● **About this exercise**
Your task is to write out the entire listing exactly, omitting its pictures.
___ Exercise inputs ___
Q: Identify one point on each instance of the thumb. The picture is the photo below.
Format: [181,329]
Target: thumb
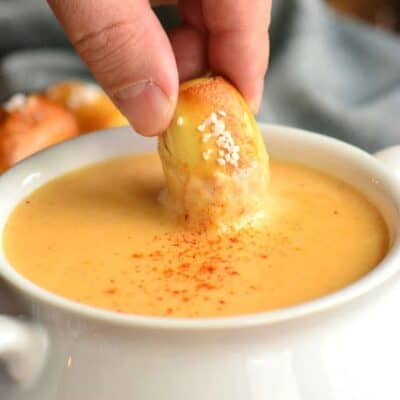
[128,52]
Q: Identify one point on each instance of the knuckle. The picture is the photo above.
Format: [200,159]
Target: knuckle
[107,49]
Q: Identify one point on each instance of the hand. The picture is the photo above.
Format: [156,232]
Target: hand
[140,66]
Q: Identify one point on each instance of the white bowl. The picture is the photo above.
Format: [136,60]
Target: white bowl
[344,346]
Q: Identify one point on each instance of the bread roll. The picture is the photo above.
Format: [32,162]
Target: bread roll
[29,124]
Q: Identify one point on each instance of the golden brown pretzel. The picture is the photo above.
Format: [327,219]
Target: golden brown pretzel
[29,124]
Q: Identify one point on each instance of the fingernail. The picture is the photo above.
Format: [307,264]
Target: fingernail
[146,106]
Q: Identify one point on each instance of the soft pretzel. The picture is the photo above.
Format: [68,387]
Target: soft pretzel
[29,124]
[90,105]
___
● **Task output**
Q: Identify one point on each instance of the thumb. The picture is the photo below.
Format: [181,329]
Target: thumb
[128,52]
Q: Identify one point on each instance of the knuckle. The picture is the photo above.
Format: [200,159]
Target: knuckle
[107,49]
Q: Identify one point on each instance of the hand. The picture is the photo above.
Format: [156,232]
Target: hand
[140,66]
Q: Identify one point on each instance of the white bowl. The picture is the photo above.
Format: [136,60]
Target: white bowl
[344,346]
Q: Identify one point on each instance of the bread roll. The picture is the photo above.
Format: [32,162]
Target: bread roll
[29,124]
Q: Identify one point on each instance of the golden brown pretzel. The picture is the photo above.
Format: [327,219]
Target: golden brown pretzel
[29,124]
Q: Identify one point on each instance of the fingernail. The picture is the photo above.
Format: [307,264]
Target: fingernail
[146,106]
Q: Identify one point on each instance of the soft pretzel. The picture is the photo above.
Format: [68,387]
Target: soft pretzel
[29,124]
[90,105]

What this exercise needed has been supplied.